### About this task
Nothing is needed except the lines below that run from the one with "TARGET: the rear quarter panel" through the one with "TARGET: the rear door handle", repeated exactly.

[Saved entries]
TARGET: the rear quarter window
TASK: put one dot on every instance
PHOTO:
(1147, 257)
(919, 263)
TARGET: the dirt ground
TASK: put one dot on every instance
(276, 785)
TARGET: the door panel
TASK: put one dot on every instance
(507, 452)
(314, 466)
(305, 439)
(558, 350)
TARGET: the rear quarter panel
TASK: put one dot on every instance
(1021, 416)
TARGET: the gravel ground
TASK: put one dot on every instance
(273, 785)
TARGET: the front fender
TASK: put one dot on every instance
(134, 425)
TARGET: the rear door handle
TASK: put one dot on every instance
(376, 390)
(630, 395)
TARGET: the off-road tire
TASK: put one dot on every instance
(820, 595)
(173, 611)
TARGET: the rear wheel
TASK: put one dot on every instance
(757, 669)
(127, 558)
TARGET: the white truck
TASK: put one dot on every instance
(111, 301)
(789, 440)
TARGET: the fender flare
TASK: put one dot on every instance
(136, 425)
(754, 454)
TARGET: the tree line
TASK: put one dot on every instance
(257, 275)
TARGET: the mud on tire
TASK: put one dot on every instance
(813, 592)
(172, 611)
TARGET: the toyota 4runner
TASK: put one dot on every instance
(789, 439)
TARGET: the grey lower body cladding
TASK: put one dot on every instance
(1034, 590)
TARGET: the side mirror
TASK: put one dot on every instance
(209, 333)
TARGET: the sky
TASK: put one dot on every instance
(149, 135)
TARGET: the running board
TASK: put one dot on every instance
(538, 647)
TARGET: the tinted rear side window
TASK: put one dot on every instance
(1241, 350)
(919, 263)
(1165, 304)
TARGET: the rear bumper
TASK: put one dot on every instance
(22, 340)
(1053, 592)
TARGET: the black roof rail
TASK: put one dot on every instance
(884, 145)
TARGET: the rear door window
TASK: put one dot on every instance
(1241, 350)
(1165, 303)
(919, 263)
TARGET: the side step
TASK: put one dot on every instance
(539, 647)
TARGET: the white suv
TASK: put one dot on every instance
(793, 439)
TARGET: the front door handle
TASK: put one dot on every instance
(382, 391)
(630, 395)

### Completed task
TARGET: the rear quarter panel
TASK: put one dot on every instance
(1021, 416)
TARGET: the gravel ground
TASK: put one dot on every instance
(273, 785)
TARGET: the front fender
TASK: put one dot on every instance
(134, 425)
TARGET: the rear door handle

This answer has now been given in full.